**DATA FOR ANALYSIS**
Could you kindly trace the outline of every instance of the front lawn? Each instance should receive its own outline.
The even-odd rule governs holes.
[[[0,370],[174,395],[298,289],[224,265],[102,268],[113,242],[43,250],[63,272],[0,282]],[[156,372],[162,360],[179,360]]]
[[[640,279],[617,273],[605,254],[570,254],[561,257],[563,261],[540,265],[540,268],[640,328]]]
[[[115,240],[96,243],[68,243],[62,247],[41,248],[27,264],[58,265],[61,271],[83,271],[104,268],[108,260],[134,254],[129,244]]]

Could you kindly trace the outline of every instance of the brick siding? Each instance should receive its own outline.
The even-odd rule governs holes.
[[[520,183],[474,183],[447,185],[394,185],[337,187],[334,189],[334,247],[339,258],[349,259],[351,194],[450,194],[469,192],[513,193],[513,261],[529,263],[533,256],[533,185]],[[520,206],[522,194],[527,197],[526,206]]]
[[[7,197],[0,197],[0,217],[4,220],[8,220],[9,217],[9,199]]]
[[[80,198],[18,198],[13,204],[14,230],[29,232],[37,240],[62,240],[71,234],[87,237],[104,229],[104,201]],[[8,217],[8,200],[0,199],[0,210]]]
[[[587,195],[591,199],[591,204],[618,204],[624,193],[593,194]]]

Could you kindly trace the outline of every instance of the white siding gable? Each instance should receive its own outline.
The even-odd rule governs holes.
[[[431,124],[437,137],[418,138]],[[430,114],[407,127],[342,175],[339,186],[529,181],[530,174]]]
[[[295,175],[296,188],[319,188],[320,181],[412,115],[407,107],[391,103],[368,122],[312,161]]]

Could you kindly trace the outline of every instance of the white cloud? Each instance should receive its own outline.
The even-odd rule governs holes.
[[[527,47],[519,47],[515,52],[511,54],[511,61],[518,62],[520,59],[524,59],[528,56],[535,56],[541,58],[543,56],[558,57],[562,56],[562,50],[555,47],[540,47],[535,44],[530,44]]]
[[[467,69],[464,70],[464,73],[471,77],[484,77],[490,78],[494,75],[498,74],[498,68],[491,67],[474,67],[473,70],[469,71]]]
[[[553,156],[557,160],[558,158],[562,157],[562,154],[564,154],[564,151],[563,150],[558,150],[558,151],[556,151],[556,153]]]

**WORK INSTRUCTION**
The full listing above is to be given again exactly.

**TASK ANSWER**
Could you kindly trace the outline of every instance of the front lawn? Each instance should receive its own outline.
The even-odd rule governs holes.
[[[0,370],[174,395],[298,289],[224,265],[102,268],[113,242],[43,250],[63,272],[0,282]],[[156,372],[162,360],[179,360]]]
[[[640,279],[617,273],[605,254],[570,254],[561,257],[563,261],[540,265],[540,268],[640,328]]]
[[[115,240],[96,243],[68,243],[62,247],[41,248],[27,264],[58,265],[61,271],[83,271],[104,268],[108,260],[134,254],[129,244]]]

Could you kindly trace the outline of every instance of the brick siding? Each instance should receive its own outline.
The even-odd rule governs holes.
[[[520,183],[474,183],[447,185],[394,185],[337,187],[334,189],[334,247],[339,258],[349,259],[351,194],[450,194],[469,192],[513,193],[513,261],[529,263],[533,256],[533,185]],[[520,206],[522,194],[527,197],[526,206]]]
[[[7,197],[0,197],[0,217],[4,220],[8,220],[9,217],[9,199]]]
[[[80,198],[18,198],[13,204],[14,230],[29,232],[37,240],[62,240],[71,234],[87,237],[104,229],[104,201]],[[8,217],[8,200],[0,199],[0,210]]]
[[[587,195],[591,199],[591,204],[618,204],[624,193],[593,194]]]

Could you kindly trace the outline of every instance of the white siding gable? Each instance should receive its own outline.
The even-odd rule governs holes.
[[[431,124],[437,137],[418,138]],[[430,114],[407,127],[342,175],[339,186],[529,181],[530,174]]]
[[[295,175],[296,188],[319,188],[320,181],[412,115],[407,107],[391,103],[368,122],[312,161]]]

Could you kindly trace the outline of every instance of the white cloud? Each instance should receive its own outline.
The even-odd rule governs holes.
[[[527,47],[519,47],[515,52],[511,54],[511,61],[518,62],[520,59],[524,59],[528,56],[535,56],[541,58],[543,56],[558,57],[562,56],[562,50],[555,47],[540,47],[535,44],[530,44]]]
[[[467,69],[464,70],[464,73],[471,77],[484,77],[490,78],[494,75],[498,74],[498,68],[491,67],[474,67],[473,70],[469,71]]]
[[[553,156],[557,160],[558,158],[562,157],[562,154],[564,154],[564,151],[563,150],[558,150],[558,151],[556,151],[556,153]]]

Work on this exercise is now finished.